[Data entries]
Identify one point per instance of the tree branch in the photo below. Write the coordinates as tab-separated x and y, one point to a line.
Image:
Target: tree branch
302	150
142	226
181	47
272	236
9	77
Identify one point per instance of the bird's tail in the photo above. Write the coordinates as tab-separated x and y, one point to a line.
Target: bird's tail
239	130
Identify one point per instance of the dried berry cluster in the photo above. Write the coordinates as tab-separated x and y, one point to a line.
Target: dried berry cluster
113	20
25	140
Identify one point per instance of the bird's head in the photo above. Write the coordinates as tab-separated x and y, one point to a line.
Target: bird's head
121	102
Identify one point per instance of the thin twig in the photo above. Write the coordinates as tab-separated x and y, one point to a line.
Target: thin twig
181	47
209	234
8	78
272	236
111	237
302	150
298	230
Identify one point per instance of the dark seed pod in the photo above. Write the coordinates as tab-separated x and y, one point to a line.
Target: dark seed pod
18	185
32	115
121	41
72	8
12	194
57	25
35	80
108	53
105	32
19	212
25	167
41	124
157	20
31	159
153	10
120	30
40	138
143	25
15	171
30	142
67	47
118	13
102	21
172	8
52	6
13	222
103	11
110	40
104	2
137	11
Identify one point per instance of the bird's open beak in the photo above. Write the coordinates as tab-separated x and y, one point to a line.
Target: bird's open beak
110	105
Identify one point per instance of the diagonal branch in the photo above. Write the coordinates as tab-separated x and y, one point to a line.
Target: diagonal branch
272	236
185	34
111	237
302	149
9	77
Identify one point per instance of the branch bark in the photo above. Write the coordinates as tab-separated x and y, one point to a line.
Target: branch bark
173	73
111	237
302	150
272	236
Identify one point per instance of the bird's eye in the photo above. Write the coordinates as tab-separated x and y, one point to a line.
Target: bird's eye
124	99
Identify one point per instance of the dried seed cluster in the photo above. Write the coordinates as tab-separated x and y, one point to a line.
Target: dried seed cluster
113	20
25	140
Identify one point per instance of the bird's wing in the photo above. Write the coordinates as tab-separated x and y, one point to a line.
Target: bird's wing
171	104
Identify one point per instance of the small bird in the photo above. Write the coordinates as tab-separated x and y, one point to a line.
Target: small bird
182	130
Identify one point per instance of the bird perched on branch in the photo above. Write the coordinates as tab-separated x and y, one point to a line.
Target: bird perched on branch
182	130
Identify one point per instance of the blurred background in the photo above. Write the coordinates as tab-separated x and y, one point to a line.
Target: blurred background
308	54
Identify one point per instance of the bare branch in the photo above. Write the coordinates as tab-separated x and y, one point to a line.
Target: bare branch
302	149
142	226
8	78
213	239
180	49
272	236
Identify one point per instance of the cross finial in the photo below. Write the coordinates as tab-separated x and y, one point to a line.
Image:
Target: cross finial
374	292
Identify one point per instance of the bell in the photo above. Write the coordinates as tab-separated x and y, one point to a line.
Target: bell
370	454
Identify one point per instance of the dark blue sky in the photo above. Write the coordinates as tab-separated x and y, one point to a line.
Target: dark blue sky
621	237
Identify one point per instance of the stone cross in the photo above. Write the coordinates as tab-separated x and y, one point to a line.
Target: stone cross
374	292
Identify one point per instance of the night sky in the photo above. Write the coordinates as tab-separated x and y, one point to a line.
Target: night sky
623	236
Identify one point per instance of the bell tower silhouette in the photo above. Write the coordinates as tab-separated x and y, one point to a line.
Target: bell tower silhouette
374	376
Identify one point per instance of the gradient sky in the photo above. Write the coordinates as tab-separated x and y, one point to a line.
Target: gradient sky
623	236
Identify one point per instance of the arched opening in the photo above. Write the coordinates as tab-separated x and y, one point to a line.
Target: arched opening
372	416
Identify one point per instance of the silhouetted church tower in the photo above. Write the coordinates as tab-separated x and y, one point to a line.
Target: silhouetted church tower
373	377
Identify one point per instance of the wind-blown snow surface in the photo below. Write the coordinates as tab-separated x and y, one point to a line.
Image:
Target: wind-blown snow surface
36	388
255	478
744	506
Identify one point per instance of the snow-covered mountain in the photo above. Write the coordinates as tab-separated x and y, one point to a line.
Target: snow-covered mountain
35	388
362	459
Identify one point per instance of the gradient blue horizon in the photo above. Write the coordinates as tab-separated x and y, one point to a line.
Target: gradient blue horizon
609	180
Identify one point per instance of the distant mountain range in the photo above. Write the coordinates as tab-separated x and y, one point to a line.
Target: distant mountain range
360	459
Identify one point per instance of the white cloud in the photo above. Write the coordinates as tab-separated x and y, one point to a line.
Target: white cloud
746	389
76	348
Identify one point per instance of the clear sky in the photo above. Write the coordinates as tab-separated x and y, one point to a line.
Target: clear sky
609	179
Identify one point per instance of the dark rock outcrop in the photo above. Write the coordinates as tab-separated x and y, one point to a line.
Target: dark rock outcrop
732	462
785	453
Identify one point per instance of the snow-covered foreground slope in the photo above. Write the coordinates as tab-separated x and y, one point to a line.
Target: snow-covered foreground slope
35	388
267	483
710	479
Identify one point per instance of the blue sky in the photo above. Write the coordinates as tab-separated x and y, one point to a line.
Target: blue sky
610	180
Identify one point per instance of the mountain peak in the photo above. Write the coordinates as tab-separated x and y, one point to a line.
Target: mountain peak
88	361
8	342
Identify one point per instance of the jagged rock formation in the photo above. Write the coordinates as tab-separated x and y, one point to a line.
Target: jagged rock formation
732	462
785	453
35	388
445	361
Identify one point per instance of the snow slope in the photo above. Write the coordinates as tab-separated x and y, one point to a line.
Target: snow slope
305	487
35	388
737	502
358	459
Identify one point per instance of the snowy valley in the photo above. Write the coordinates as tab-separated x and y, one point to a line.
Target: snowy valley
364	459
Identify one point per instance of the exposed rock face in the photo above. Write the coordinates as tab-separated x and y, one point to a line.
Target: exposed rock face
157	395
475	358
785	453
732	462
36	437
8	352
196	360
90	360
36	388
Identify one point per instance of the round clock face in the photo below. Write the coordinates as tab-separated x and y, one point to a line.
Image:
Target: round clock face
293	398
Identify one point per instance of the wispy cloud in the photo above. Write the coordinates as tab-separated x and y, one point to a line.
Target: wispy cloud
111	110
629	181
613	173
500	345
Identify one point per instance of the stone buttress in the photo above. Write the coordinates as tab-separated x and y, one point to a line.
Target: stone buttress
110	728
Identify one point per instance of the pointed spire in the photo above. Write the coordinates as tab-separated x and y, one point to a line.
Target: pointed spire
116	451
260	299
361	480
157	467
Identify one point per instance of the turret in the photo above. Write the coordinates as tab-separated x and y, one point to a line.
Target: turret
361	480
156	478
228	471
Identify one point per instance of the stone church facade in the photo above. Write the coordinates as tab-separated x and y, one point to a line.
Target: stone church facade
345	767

Action item => Verbatim reproduction is required for the line holding "Target: exposed rock face" and for every line after it in the records, with no other line included.

Task solution =>
Target: exposed rock face
157	395
475	358
785	453
732	462
36	437
8	352
196	360
90	360
36	388
Identify one point per instance of the round clock face in the photo below. Write the coordinates as tab-separated x and y, one point to a line.
Image:
Target: round clock face
293	398
Identify one point per instance of the wispy cloud in the photo above. Write the coordinates as tab-separated x and y, one point to a line.
Target: wispy cloud
111	110
629	181
613	173
500	345
Identify one point per instance of the stone buttress in the photo above. Write the coordinates as tab-separated x and y, one point to a line.
Target: stone buttress
110	728
Identify one point per instance of the pointed spire in the photo above. Write the coordinates as tab-separated x and y, one point to a line.
Target: pointed spire
116	451
260	299
361	480
157	467
Identify one point per instance of the turret in the photo above. Write the coordinates as tab-separated x and y, one point to a line.
Target: turret
361	480
156	478
228	471
Identify one point per instance of the stone church facade in the photo above. Write the coordinates as tab-separated x and y, one point to a line.
Target: stone church facade
345	767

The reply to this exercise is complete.